▶ _What to do_
As soon as the line containing "Guideline — for every instance of the smooth" appears, copy it and every following line word for word until the records end.

-------

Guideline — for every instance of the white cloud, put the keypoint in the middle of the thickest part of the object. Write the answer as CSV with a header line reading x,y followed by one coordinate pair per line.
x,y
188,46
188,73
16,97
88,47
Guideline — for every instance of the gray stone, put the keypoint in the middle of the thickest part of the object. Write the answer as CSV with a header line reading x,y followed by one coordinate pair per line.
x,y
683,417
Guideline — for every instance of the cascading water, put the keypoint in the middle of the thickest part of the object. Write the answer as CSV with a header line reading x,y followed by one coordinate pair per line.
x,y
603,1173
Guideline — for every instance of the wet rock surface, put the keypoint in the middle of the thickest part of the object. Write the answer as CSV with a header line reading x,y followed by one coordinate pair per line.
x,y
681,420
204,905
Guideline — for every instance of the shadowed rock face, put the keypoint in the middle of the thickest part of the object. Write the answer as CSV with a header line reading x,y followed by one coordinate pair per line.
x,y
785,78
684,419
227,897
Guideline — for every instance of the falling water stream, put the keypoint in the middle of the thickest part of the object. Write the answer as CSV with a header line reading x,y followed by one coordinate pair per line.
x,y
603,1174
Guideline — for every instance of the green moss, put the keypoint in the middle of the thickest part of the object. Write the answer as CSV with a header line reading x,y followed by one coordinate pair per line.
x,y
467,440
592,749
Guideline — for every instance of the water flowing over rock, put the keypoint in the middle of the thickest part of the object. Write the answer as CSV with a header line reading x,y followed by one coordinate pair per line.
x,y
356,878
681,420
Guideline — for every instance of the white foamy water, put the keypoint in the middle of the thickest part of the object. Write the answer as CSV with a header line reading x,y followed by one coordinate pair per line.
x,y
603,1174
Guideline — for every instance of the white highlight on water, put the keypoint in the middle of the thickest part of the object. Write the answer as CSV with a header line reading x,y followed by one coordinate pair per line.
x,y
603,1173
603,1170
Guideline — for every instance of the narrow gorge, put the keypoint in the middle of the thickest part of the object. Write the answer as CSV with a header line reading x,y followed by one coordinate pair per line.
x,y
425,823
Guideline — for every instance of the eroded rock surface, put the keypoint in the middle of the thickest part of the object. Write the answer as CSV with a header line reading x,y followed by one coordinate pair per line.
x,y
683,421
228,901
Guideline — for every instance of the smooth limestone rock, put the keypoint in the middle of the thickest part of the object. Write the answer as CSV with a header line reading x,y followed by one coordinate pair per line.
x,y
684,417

-------

▶ _Response area_
Guideline — for every instance of the smooth limestone rock, put the keypoint in the middle of the thickest part of the object. Write the answer as CSV with a header line reading x,y followed by one coordinate pair per line.
x,y
684,417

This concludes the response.